**JOB**. Lay out every line of the listing below as a Markdown table with the columns Row, holding the row number, and Line, holding the line itself. Skip blank lines and leave the pictures out.

Raw records:
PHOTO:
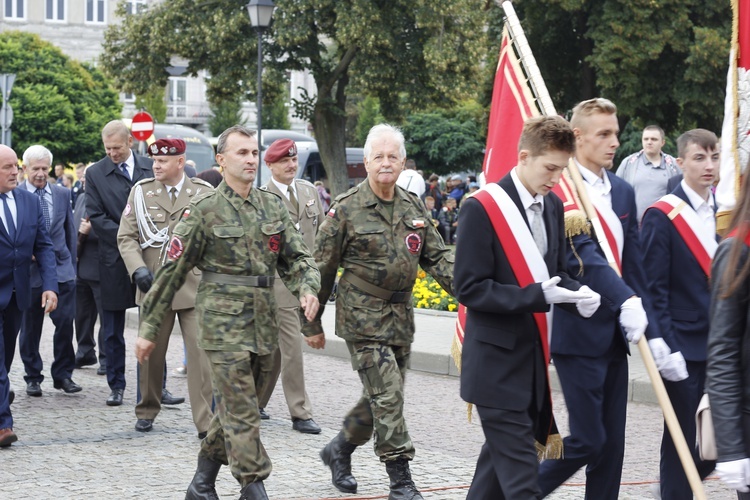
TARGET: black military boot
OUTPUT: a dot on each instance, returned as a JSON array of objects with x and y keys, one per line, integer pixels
[
  {"x": 254, "y": 491},
  {"x": 402, "y": 487},
  {"x": 338, "y": 456},
  {"x": 203, "y": 486}
]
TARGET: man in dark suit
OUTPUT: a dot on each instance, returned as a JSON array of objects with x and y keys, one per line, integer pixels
[
  {"x": 22, "y": 237},
  {"x": 505, "y": 353},
  {"x": 108, "y": 183},
  {"x": 58, "y": 220},
  {"x": 678, "y": 278},
  {"x": 590, "y": 356}
]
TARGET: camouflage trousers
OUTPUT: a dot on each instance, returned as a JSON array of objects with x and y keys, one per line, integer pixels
[
  {"x": 380, "y": 411},
  {"x": 234, "y": 433}
]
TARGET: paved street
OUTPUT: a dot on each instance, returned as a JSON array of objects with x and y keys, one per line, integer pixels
[{"x": 73, "y": 446}]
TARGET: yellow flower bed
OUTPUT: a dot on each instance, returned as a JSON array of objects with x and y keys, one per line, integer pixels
[{"x": 428, "y": 294}]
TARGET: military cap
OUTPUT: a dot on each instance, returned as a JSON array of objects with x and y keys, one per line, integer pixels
[
  {"x": 167, "y": 147},
  {"x": 280, "y": 148}
]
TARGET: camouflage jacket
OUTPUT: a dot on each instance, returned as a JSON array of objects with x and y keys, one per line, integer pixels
[
  {"x": 221, "y": 232},
  {"x": 356, "y": 234}
]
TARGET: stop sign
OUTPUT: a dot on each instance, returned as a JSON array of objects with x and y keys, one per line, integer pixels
[{"x": 142, "y": 126}]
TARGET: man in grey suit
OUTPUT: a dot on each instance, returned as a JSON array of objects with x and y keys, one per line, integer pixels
[
  {"x": 306, "y": 211},
  {"x": 58, "y": 219}
]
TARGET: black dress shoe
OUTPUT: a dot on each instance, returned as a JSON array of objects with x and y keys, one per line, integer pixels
[
  {"x": 68, "y": 386},
  {"x": 168, "y": 399},
  {"x": 33, "y": 389},
  {"x": 144, "y": 425},
  {"x": 307, "y": 426},
  {"x": 115, "y": 397}
]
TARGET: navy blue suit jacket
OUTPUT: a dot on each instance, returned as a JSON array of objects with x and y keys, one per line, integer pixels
[
  {"x": 32, "y": 239},
  {"x": 63, "y": 234},
  {"x": 679, "y": 287},
  {"x": 576, "y": 336},
  {"x": 501, "y": 346}
]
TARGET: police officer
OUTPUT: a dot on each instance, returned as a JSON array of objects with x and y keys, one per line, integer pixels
[
  {"x": 303, "y": 203},
  {"x": 239, "y": 237},
  {"x": 380, "y": 234},
  {"x": 153, "y": 210}
]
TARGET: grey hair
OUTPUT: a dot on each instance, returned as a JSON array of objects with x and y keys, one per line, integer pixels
[
  {"x": 381, "y": 130},
  {"x": 36, "y": 152},
  {"x": 221, "y": 145}
]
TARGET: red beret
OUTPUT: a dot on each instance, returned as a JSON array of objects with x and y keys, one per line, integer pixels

**RESULT FOR THIS EXERCISE**.
| Row | Line |
|---|---|
| 1 | PHOTO: |
| 2 | TARGET: black military boot |
| 3 | OUTPUT: a dot on each instance, returned as a JSON array of objects with x and y keys, one per line, integer pixels |
| 4 | [ |
| 5 |   {"x": 254, "y": 491}, |
| 6 |   {"x": 402, "y": 487}, |
| 7 |   {"x": 338, "y": 456}, |
| 8 |   {"x": 203, "y": 486} |
| 9 | ] |
| 10 | TARGET: man in dark suit |
| 11 | OUTPUT: a dot on each instance, returned as a JSON array of objects with x and y keys, one per line, integer pixels |
| 12 | [ |
| 13 |   {"x": 22, "y": 237}, |
| 14 |   {"x": 505, "y": 353}, |
| 15 |   {"x": 108, "y": 183}, |
| 16 |   {"x": 58, "y": 220}, |
| 17 |   {"x": 678, "y": 278}, |
| 18 |   {"x": 590, "y": 356} |
| 19 | ] |
| 20 | TARGET: camouflage trousers |
| 21 | OUTPUT: a dot on each instance, returned as a JSON array of objects with x and y keys, one per line, integer pixels |
| 22 | [ |
| 23 |   {"x": 380, "y": 411}, |
| 24 |   {"x": 234, "y": 433} |
| 25 | ] |
| 26 | TARGET: paved street |
| 27 | OUTPUT: a dot on each instance, returned as a JSON array of objects with x and y keys, one per line, integer pixels |
| 28 | [{"x": 73, "y": 446}] |
| 29 | TARGET: yellow flower bed |
| 30 | OUTPUT: a dot on each instance, returned as a JSON array of objects with x and y keys, one per line, integer pixels |
| 31 | [{"x": 428, "y": 294}] |
| 32 | TARGET: military cap |
| 33 | OUTPUT: a dot on each instance, returned as a JSON array of objects with x and y keys, one per line, integer pixels |
| 34 | [ |
| 35 |   {"x": 167, "y": 147}, |
| 36 |   {"x": 280, "y": 148} |
| 37 | ] |
| 38 | TARGET: camouflage jacket |
| 39 | OUTPUT: a dot on each instance, returned as a JSON array of objects with x and y keys, one per line, integer pixels |
| 40 | [ |
| 41 |   {"x": 221, "y": 232}, |
| 42 |   {"x": 356, "y": 234} |
| 43 | ] |
| 44 | TARGET: stop sign |
| 45 | OUTPUT: a dot on each instance, returned as a JSON array of objects with x and y keys, one per line, integer pixels |
| 46 | [{"x": 142, "y": 126}] |
| 47 | TARGET: man in grey suit |
| 48 | OUTPUT: a dot on each instance, returned as a JSON array of objects with x and y keys, one per line, integer pixels |
| 49 | [ |
| 50 |   {"x": 306, "y": 211}, |
| 51 |   {"x": 58, "y": 219} |
| 52 | ] |
| 53 | TARGET: black dress shoe |
| 54 | OUTPUT: a dot on each instance, returned as a JSON array of objects with x and y keys, one per line, integer pixels |
| 55 | [ |
| 56 |   {"x": 68, "y": 386}, |
| 57 |   {"x": 168, "y": 399}, |
| 58 |   {"x": 33, "y": 389}, |
| 59 |   {"x": 144, "y": 425}, |
| 60 |   {"x": 307, "y": 426}, |
| 61 |   {"x": 115, "y": 397} |
| 62 | ] |
| 63 | TARGET: navy blue suit jacket |
| 64 | OUTPUT: a dot on each instance, returned as a JSON array of objects with x and y keys, one per line, integer pixels |
| 65 | [ |
| 66 |   {"x": 32, "y": 239}, |
| 67 |   {"x": 63, "y": 234}, |
| 68 |   {"x": 679, "y": 287}, |
| 69 |   {"x": 576, "y": 336}, |
| 70 |   {"x": 501, "y": 346} |
| 71 | ] |
| 72 | TARGET: police officer |
| 73 | OUTPUT: a dot on each instance, returned as a JSON array of objects with x and y keys, one per line, integer pixels |
| 74 | [ |
| 75 |   {"x": 303, "y": 203}, |
| 76 |   {"x": 239, "y": 237}, |
| 77 |   {"x": 380, "y": 234}, |
| 78 |   {"x": 153, "y": 210} |
| 79 | ] |
| 80 | TARGET: grey hair |
| 81 | OUTPUT: a dot on each instance, returned as a JSON array of objects with x and y keys, one per line, integer pixels |
| 82 | [ |
| 83 |   {"x": 381, "y": 130}, |
| 84 |   {"x": 36, "y": 152}, |
| 85 |   {"x": 221, "y": 145} |
| 86 | ] |
| 87 | TARGET: red beret |
| 88 | OUTPUT: a dot on each instance, returned as a JSON array of objects with x and y keys, one per line, integer pixels |